*** TEXT UNDER STUDY ***
We might further ask: why can't states do this? The answer here is also simple. Women's work outside the home generates a lot of economic value. The issue at the heart of raising fertility by having women work less is that society will be poorer, which people are generally opposed to.
Why could this work historically? Partially because much more of women's labor was needed inside the home (and so unavailable for work outside the home) and partially because there were actual legal restrictions on the work women (especially married women) could do outside the home.
Well, SOME women's work.
It would absolutely fair to study and figure out if there are areas where female-dominated industries (and/or certain departments within an industry/company) are in fact creating an economic net negative. I am specifically thinking of the massive increase in bureaucracy and administrative costs which are endemic to certain sectors of the economy, such as education, healthcare, and, increasingly, finance. A whole lot of what females produce for the economy is actually designed to slow down some other sector of it.
***
[WORK TASK 1]:
Do these statements agree with the passage on women's work? Answer yes or no for each, quoting the words that decide it.
(a) Having women work less to raise fertility would make society poorer.
(b) There were never any legal limits on the work women could do outside the home.
(c) Education is named as a sector with heavy bureaucracy and administrative costs.
[WORK TASK 2]:
Answer from the passage on women's work:
(a) What are people generally opposed to?
(b) Which women were especially subject to legal restrictions on outside work?
(c) Which sector is said to be increasingly marked by bureaucracy and administrative costs?
[WORK TASK 3]:
Summarize the passage on women's work in two sentences.
None of the items are needed to answer anything about the passage on women's work.
*** EXCERPTED RECORDS ***
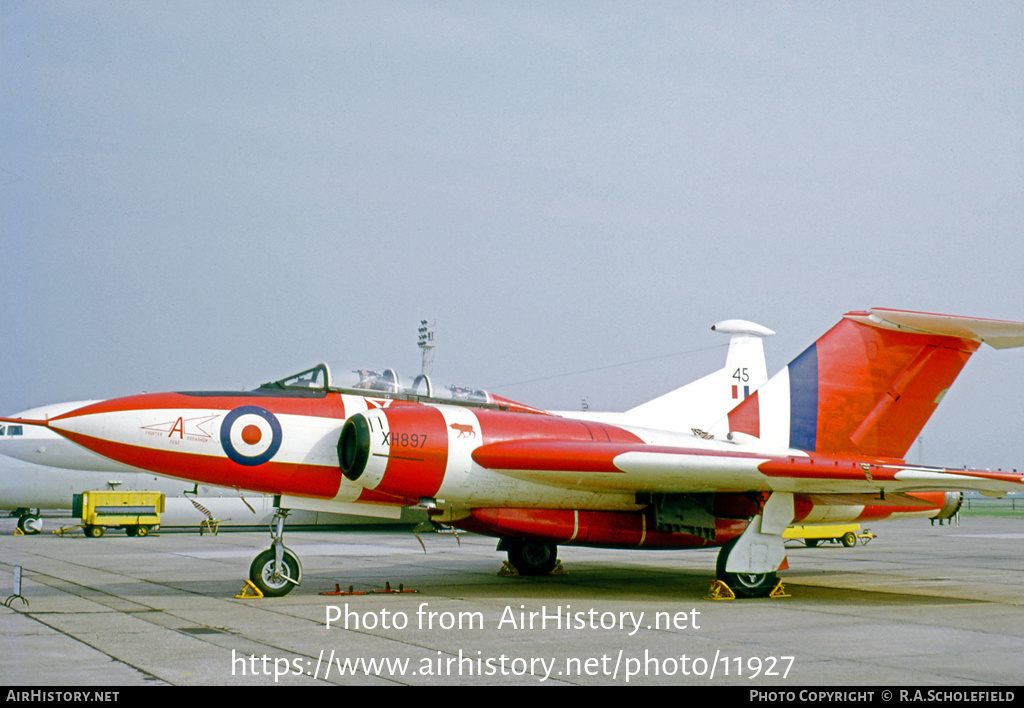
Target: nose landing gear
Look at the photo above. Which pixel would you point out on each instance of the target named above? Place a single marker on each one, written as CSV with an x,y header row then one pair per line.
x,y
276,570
***
*** EXCERPTED RECORDS ***
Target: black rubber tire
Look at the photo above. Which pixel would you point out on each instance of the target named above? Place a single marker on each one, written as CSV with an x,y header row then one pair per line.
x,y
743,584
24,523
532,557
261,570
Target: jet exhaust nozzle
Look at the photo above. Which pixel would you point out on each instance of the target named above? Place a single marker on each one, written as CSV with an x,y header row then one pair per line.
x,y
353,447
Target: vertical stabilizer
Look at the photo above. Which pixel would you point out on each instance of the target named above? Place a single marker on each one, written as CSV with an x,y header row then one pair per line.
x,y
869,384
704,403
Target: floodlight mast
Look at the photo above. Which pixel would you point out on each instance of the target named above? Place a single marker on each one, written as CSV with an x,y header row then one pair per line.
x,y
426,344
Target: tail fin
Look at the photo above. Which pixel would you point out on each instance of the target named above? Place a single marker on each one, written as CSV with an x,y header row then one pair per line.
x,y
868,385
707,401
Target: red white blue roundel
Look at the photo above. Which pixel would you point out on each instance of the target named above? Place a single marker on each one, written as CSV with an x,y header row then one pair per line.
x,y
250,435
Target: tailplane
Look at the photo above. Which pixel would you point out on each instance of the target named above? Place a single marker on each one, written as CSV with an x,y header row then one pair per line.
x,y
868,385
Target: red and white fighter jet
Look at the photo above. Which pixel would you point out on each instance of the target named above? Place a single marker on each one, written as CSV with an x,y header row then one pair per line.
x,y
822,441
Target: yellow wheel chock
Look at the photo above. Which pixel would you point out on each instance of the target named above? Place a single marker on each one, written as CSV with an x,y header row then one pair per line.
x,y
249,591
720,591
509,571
***
[RESPONSE AREA 1]:
(a) Yes: "The issue at the heart of raising fertility by having women work less is that society will be poorer"
(b) No: "there were actual legal restrictions on the work women (especially married women) could do outside the home"
(c) Yes: "such as education, healthcare, and, increasingly, finance"

[RESPONSE AREA 2]:
(a) Society being poorer.
(b) Married women.
(c) Finance.

[RESPONSE AREA 3]:
States cannot easily raise fertility by having women work less, because women's work outside the home generates a lot of economic value and people are generally opposed to society being poorer. This worked historically because more of women's labor was needed inside the home and because the law restricted their outside work, though the passage adds that only some women's work creates value and suggests studying whether female-dominated areas, especially the bureaucracy in education, healthcare, and finance, create an economic net negative.